**TASK DESCRIPTION**
Select and copy out every line in the records containing "house".

------------

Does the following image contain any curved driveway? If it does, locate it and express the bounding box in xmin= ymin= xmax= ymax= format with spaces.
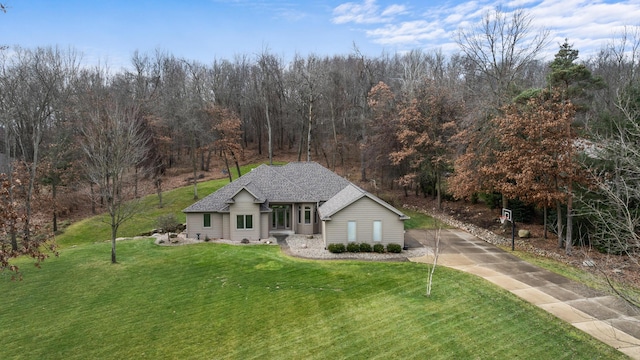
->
xmin=407 ymin=228 xmax=640 ymax=359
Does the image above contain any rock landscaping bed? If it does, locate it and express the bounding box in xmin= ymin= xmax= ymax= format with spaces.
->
xmin=285 ymin=235 xmax=429 ymax=260
xmin=151 ymin=232 xmax=429 ymax=261
xmin=153 ymin=232 xmax=278 ymax=246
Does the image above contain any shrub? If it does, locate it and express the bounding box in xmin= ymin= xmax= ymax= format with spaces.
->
xmin=387 ymin=243 xmax=402 ymax=253
xmin=359 ymin=243 xmax=372 ymax=252
xmin=373 ymin=243 xmax=385 ymax=253
xmin=327 ymin=243 xmax=346 ymax=253
xmin=156 ymin=214 xmax=180 ymax=233
xmin=346 ymin=242 xmax=360 ymax=252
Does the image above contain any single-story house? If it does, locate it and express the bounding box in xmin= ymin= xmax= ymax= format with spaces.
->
xmin=183 ymin=162 xmax=409 ymax=248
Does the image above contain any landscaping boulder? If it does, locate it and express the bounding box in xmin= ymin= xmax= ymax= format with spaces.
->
xmin=518 ymin=229 xmax=531 ymax=238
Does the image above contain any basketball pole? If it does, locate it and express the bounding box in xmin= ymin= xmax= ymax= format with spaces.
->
xmin=511 ymin=218 xmax=515 ymax=251
xmin=502 ymin=208 xmax=515 ymax=251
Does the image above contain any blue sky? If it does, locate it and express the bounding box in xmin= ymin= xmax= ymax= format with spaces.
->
xmin=1 ymin=0 xmax=639 ymax=69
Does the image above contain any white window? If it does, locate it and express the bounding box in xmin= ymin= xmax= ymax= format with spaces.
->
xmin=347 ymin=221 xmax=356 ymax=242
xmin=237 ymin=215 xmax=253 ymax=230
xmin=203 ymin=214 xmax=211 ymax=228
xmin=373 ymin=221 xmax=382 ymax=242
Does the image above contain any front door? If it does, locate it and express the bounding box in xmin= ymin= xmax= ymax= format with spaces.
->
xmin=271 ymin=205 xmax=290 ymax=230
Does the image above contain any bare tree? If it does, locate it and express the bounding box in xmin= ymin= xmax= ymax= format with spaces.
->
xmin=577 ymin=85 xmax=640 ymax=308
xmin=0 ymin=46 xmax=78 ymax=247
xmin=426 ymin=228 xmax=441 ymax=297
xmin=456 ymin=7 xmax=549 ymax=111
xmin=257 ymin=51 xmax=285 ymax=165
xmin=80 ymin=95 xmax=148 ymax=264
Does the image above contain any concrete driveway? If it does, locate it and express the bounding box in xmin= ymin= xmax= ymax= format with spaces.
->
xmin=407 ymin=228 xmax=640 ymax=359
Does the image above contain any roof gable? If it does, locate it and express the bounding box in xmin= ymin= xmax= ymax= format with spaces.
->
xmin=318 ymin=184 xmax=409 ymax=220
xmin=227 ymin=185 xmax=264 ymax=204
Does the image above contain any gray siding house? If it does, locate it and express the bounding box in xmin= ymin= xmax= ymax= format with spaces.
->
xmin=183 ymin=162 xmax=409 ymax=247
xmin=184 ymin=162 xmax=408 ymax=246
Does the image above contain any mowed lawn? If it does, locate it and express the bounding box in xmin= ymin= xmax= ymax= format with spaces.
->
xmin=0 ymin=240 xmax=624 ymax=359
xmin=0 ymin=164 xmax=626 ymax=359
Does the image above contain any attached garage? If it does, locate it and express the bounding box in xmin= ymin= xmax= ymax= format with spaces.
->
xmin=318 ymin=184 xmax=409 ymax=248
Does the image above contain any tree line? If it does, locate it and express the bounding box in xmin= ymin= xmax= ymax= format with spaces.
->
xmin=1 ymin=9 xmax=639 ymax=277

------------

**SOLUTION FOR THIS EXERCISE**
Does the image above contain any single-story house? If it does, locate it and express the bounding box in xmin= ymin= xmax= ymax= format with spaces.
Does the image above contain any gray siding house? If it does, locate it and express the bounding box in xmin= ymin= xmax= ymax= format with spaces.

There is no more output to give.